Source excerpt
Read on to hear an important message for retroactive jealousy sufferers.
Zachary Stockill: I have a secret group on Facebook for students who are taking my online course, Get Over Your Partner’s Past Fast. There was a comment posted there recently from a retroactive jealousy survivor, who recently lost their partner to an illness.
And in the comment, this person was writing about the clarity that the loss of their partner brought; the clarity about what was really important in life and what actually mattered. Now thankfully, this person found my work years ago, and they made a lot of progress.
But in the end, all you can do is look back on time wasted.
I’ve talked about this a lot myself when I’ve talked about my own experience of retroactive jealousy, where I look back with regret on all the time I wasted frittering about nonsense, wasting my days away worried about things that didn’t matter.
I’ve received many emails from retroactive jealousy survivors, who ended up losing their partners. And without fail, every single one of these retroactive jealousy survivors who wrote to me spoke of the intense regret that they experienced after they lost their partner when they realized all the time they wasted worrying about nonsense. All the times they lashed out at their partner because of something that happened many years ago.
All of the love they rejected that their partner was offering them, that they didn’t accept because they were struggling with irrational retroactive jealousy.
I can speak personally about this. Now, I haven’t lost someone, a partner or an ex-partner or anything like that, thankfully. But I have lost people in my personal life. In fact, I’ve lost several people in recent years, who meant a lot to me, including my mother.
And I just want to put this message for retroactive jealousy sufferers out there, or for anyone watching this because, we have an interesting relationship with death, loss, and grief in much of the Western world.
I have spent the majority of my adult life living and working in Asia, and people have a much different relationship with death over here.
In Asia, for the most part, death is not a topic that’s avoided. It’s not a topic of conversation that people avoid. It’s not something people try to clean up and sweep under the carpet. I’m sure you’ve heard this comment before, “Why would you talk about death, that’s being morbid!” When in reality, the only thing we know for sure when we’re born, is that we’re going to die.

Raw data
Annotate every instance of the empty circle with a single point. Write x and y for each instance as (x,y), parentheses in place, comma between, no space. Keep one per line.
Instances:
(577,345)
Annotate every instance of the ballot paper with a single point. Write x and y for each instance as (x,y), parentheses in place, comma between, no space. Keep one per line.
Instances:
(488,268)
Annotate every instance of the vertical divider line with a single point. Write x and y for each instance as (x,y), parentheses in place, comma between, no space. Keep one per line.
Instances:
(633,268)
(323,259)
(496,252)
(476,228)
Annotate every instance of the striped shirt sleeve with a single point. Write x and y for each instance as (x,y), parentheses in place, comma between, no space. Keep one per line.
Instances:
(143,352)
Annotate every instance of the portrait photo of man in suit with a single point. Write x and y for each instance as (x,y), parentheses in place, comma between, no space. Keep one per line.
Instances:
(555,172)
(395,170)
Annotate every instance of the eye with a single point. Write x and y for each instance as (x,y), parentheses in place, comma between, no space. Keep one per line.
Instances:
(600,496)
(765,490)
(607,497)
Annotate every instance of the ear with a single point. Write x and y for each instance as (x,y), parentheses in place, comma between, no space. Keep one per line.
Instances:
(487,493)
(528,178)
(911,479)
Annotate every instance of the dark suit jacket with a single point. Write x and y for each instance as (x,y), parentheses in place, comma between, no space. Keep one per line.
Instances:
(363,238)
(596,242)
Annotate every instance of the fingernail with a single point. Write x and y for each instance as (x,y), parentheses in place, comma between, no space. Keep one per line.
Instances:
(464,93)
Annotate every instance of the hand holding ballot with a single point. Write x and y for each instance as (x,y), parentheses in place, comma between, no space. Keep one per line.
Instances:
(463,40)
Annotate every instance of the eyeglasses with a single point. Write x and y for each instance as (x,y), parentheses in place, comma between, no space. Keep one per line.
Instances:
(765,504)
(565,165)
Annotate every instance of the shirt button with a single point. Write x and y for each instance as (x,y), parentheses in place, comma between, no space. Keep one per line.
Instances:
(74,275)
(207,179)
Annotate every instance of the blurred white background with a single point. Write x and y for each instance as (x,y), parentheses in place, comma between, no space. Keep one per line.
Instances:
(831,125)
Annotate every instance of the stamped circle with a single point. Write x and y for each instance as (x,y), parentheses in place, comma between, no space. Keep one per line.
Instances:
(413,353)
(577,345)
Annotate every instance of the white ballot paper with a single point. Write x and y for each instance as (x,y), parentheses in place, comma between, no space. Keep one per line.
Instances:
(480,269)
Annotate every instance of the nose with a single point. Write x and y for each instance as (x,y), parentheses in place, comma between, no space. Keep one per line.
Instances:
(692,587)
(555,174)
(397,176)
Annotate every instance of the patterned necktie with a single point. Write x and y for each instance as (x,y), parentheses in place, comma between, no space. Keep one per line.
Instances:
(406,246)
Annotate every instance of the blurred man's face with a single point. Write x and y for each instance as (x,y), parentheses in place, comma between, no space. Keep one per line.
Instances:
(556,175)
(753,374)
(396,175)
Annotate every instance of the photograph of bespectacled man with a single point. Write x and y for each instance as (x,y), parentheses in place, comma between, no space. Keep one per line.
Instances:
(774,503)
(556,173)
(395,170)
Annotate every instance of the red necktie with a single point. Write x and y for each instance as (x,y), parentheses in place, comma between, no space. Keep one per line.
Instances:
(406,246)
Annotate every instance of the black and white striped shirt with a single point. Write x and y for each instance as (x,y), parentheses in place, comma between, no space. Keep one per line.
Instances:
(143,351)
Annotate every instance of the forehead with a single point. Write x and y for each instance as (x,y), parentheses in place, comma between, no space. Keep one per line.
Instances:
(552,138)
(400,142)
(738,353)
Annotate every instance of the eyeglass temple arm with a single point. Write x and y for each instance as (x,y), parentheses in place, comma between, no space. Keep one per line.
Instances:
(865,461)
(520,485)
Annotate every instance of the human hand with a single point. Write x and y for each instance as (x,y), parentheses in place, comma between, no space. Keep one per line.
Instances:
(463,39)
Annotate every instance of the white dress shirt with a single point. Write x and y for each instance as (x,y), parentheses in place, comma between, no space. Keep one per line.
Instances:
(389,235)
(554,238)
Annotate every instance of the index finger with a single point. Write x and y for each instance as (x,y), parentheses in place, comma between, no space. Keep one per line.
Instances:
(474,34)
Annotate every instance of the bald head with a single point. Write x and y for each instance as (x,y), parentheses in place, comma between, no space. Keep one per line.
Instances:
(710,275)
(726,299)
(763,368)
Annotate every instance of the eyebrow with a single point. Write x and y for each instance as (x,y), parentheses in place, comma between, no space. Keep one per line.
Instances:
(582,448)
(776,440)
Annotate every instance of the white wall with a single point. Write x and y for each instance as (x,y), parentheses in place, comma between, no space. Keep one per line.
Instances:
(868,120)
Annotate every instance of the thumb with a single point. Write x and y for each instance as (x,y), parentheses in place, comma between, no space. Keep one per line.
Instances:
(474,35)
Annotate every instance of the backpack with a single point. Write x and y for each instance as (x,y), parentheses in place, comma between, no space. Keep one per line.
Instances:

Set tasks
(a) From the passage on retroactive jealousy, list each thing that the survivors who lost their partners regretted, according to the speaker.
(b) Carry the passage on retroactive jealousy forward, beginning right after its final sentence.

Expected outputs
(a)
- All the time they wasted worrying about nonsense
- All the times they lashed out at their partner because of something that happened many years ago
- All of the love their partner offered them that they rejected because they were struggling with irrational retroactive jealousy

(b)
And frankly, I consider death, and my own death each and every day of my life.
I’ve been doing this for a long time now. But when I lost my mother, all of a sudden, this took on a new significance and importance. For me, it was more clear than I never had been before. Because before my mother died, I talked about Stoic philosophy and Buddhism…
I’d spent years in India, and I felt like I understand the reality of death. I thought I understood how important it is to consider it every day. But when my mom died, it was like, “I didn’t get it before. I do now.”
My message for retroactive jealousy sufferers: our time on this earth is limited.
We are not going to be here forever. Every relationship ends, either because of a breakup or divorce, or because one of those parties passes away. There is a limit on the amount of time that we’re going to have on this planet, sharing it with beautiful people, making memories, sharing love, giving love, receiving love.
Having all the beautiful experiences associated with a long-term relationship or our relationship with our parents or our children, whatever the case may be. This party will come to an end.
And I don’t say that to depress you, because frankly when I consider my own death, it is the opposite of depressing. It’s motivating and inspiring. It makes me want to be a better man, to record better videos, and be a better coach. It makes me want to write better books, create better online courses and serve my community better. Because I know that my time to do this work and to have an impact in the world is limited.
If I waste a day of my life, that is a day that I’m never getting back.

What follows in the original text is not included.